Manyava Skete of the Exaltation of the Holy Cross, (also transliterated as Maniava or Manjava Skete), otherwise known as Ukrainian Athos, is an Orthodox solitary-cell men's monastery (skete) in the Carpathian Mountains of western Ukraine. It is situated on the outskirts of the village of Maniava in Ivano-Frankivsk Raion of Ivano-Frankivsk Oblast and belongs to the Orthodox Church of Ukraine. Hegumen of the monastery is Ioasaf, metropolitan of Ivano-Frankivsk and Halych. Currently there are 8 monks residing at the monastery.

Manyava Skete is famous for the apparition of the Virgin Mary who appeared here twice and for its miracle-working icon of Manyava Icon of Mother of God. The icon "cried" twice, shedding myrrh (supernatural oil) in 2004 and last in spring of 2012. These events were widely reported by the Ukrainian news and TV media. Thousands of Orthodox pilgrims arrive here during the year.

• RECORDS PROVIDED:
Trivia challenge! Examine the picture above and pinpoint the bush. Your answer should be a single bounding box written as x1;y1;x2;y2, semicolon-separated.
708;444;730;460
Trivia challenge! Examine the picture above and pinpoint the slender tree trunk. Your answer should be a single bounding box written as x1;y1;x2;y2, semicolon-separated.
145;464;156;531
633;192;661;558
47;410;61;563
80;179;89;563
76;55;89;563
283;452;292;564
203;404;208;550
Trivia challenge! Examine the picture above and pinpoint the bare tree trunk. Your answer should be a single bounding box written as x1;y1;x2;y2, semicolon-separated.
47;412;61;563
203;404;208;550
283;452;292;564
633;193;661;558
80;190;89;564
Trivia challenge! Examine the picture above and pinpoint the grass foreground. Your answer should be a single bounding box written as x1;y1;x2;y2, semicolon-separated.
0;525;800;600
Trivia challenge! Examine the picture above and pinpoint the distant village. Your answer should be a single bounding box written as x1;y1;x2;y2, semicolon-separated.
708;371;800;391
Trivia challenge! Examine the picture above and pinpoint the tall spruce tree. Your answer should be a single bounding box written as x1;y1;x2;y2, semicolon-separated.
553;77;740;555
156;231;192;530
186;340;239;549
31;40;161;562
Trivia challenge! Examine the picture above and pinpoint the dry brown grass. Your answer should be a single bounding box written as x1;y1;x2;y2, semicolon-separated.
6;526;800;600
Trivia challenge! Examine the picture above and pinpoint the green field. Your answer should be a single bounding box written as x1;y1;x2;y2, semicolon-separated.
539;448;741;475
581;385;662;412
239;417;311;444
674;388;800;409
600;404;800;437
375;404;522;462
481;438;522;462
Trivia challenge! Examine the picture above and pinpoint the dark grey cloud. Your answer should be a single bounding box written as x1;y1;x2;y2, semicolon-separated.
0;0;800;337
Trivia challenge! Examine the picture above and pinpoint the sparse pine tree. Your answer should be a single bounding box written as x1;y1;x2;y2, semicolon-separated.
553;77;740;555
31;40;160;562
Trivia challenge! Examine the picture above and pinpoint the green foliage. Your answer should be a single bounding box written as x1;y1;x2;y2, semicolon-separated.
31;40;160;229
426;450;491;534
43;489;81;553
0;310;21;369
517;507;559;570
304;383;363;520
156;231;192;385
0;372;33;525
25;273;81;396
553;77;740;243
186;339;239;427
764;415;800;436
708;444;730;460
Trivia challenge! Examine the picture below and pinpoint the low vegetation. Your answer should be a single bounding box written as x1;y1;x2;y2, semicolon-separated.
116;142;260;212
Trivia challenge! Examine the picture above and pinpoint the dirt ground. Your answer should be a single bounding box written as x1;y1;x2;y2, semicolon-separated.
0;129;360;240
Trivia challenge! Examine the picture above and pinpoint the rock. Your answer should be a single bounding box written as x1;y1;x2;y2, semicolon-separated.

• PARTS OF THE EXERCISE:
1. Edit the Manyava Skete text starting with "Manyava Skete is" and going on through "during the year.", putting "visitors" in place of "pilgrims".
2. Answer from the Manyava Skete text:
(a) How many monks currently reside at the monastery?
(b) Which church does the monastery belong to?
(c) In which years did the icon shed myrrh?
The rows play no part in this.

• COMPLETED EXERCISE:
1.
Manyava Skete is famous for the apparition of the Virgin Mary who appeared here twice and for its miracle-working icon of Manyava Icon of Mother of God. The icon "cried" twice, shedding myrrh (supernatural oil) in 2004 and last in spring of 2012. These events were widely reported by the Ukrainian news and TV media. Thousands of Orthodox visitors arrive here during the year.

2.
(a) 8
(b) The Orthodox Church of Ukraine
(c) 2004 and spring of 2012